Brief
Return every line in the entries below that contains the string "plaza", matching case exactly.
--- START Records shown ---
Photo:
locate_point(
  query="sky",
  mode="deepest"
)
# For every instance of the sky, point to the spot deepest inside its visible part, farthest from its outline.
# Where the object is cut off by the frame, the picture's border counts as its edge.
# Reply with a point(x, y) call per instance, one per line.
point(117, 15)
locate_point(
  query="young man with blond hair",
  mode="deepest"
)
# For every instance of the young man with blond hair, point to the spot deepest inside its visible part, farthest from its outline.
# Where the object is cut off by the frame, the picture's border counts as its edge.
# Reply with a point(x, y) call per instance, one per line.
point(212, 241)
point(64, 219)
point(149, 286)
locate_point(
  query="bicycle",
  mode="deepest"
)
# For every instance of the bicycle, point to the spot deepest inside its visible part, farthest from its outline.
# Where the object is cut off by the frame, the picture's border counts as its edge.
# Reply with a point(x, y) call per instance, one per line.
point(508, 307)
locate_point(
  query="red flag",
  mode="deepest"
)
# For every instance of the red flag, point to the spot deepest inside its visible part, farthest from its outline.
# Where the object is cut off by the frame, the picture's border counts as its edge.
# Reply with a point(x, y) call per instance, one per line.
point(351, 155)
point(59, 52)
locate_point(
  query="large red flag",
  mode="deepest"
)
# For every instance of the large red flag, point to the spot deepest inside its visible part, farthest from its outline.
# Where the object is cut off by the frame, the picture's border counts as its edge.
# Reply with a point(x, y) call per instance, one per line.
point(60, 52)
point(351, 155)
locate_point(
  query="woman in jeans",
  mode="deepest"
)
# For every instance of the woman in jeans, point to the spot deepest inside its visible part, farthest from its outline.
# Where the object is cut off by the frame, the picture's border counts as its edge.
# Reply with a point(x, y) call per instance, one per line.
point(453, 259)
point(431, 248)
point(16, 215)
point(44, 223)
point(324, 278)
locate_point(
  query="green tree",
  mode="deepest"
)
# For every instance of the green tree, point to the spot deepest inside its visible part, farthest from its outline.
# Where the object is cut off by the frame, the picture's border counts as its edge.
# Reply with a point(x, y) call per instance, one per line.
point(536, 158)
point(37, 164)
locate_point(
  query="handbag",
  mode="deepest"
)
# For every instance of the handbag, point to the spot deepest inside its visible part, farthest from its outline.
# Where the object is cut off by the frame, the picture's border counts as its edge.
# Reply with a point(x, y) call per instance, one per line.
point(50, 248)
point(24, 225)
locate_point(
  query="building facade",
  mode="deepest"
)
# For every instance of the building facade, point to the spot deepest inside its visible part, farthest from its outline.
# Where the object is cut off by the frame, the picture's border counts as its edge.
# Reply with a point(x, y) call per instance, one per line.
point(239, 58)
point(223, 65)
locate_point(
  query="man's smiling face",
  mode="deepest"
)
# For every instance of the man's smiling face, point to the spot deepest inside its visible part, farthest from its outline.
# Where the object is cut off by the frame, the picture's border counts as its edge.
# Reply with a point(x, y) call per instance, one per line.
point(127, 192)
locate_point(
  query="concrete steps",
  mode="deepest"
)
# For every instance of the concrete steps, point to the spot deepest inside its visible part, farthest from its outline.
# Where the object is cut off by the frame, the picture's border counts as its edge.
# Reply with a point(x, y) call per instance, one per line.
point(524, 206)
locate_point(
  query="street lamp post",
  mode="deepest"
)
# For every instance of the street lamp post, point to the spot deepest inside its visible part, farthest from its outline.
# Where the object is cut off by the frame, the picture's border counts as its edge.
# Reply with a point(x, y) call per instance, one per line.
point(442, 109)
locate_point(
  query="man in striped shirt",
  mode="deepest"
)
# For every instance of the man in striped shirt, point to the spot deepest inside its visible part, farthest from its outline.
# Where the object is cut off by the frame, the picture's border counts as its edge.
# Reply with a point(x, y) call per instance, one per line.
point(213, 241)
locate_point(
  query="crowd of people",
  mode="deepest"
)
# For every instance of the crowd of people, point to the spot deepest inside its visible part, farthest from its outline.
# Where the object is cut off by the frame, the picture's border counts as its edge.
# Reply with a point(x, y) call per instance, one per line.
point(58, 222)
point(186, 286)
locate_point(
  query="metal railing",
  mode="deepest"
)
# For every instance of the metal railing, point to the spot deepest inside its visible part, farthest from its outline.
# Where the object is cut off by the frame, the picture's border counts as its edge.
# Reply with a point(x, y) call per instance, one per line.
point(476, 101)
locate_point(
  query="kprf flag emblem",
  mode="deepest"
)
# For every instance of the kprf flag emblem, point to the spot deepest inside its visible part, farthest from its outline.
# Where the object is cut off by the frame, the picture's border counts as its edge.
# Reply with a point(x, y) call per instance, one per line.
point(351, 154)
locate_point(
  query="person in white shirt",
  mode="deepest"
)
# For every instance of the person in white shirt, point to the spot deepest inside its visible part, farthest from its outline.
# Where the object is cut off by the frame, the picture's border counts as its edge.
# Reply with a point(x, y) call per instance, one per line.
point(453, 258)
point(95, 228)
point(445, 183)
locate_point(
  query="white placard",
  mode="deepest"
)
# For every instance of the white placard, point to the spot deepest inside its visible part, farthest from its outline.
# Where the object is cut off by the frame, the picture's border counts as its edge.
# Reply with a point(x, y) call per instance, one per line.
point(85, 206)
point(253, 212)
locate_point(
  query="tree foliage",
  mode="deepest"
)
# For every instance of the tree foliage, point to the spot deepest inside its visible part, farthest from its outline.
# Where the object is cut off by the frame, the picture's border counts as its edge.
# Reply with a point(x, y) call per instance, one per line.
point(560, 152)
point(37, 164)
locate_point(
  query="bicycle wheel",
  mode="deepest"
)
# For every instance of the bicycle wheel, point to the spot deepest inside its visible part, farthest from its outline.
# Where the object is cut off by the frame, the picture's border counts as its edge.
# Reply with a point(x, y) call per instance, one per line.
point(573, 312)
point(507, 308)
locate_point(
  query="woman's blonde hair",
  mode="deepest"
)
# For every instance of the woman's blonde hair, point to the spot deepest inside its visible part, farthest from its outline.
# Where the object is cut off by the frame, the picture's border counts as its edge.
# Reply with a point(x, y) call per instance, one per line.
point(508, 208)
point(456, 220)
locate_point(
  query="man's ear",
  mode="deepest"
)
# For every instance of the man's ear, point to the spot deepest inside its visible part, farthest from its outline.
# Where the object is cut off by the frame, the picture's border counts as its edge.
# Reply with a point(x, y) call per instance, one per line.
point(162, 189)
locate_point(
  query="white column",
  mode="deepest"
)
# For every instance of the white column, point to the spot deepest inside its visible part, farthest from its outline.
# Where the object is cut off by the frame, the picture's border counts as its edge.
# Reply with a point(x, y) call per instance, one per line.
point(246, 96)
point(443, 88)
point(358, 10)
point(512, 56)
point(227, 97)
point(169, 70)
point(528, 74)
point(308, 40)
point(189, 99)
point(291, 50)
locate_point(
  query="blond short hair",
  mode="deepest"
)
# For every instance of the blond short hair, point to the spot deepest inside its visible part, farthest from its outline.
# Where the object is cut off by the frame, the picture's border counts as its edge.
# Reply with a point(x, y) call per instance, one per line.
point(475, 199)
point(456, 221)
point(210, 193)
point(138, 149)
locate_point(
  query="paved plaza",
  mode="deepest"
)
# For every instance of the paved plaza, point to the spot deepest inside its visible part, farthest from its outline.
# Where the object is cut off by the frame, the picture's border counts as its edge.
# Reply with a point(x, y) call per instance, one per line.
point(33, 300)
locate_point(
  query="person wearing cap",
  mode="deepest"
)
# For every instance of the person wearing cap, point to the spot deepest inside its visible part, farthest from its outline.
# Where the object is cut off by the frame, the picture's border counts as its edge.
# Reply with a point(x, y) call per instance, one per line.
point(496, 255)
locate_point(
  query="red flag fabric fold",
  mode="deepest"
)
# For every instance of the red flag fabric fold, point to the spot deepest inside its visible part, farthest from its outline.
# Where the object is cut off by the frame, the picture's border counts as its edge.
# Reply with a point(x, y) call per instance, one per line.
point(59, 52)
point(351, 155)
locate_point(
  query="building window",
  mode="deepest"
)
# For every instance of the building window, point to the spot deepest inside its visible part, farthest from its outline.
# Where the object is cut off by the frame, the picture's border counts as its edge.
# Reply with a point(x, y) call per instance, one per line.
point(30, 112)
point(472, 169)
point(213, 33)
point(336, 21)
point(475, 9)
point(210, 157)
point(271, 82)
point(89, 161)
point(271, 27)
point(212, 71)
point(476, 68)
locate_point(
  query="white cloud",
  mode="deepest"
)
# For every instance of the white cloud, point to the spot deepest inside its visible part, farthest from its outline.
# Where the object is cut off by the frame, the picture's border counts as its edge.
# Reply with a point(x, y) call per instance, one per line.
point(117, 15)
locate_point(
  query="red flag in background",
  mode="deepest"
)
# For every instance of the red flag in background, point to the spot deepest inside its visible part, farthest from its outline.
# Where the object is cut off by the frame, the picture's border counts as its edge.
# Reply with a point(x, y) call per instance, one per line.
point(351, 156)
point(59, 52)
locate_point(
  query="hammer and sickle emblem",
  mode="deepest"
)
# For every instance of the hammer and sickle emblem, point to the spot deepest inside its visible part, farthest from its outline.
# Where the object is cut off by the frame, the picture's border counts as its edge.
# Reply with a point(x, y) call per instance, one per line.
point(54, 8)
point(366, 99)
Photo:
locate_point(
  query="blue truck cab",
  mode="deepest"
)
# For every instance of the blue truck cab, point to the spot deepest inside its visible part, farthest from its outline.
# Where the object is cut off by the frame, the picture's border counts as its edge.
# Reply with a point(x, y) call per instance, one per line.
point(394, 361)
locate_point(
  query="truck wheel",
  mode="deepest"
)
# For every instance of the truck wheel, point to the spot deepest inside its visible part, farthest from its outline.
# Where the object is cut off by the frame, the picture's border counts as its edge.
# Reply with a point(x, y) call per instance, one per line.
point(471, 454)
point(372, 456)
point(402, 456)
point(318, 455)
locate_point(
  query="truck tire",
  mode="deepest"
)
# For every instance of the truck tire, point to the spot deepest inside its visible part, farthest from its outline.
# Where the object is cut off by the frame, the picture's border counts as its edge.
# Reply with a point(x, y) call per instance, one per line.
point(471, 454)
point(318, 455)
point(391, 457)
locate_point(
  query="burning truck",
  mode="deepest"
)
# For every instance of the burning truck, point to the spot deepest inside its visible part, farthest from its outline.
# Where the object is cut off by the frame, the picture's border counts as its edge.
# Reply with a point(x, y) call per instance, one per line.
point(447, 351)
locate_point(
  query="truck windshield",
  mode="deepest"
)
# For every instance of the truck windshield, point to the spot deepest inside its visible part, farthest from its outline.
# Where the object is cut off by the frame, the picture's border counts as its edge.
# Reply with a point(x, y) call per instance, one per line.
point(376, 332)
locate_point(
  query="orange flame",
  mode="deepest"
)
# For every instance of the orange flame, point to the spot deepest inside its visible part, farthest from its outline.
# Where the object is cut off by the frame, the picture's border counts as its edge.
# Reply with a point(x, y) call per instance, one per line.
--- END Records shown ---
The output
  query="paved plaza",
# For every instance of the paved plaza, point to the spot deepest inside its visible part, farthest from its outline.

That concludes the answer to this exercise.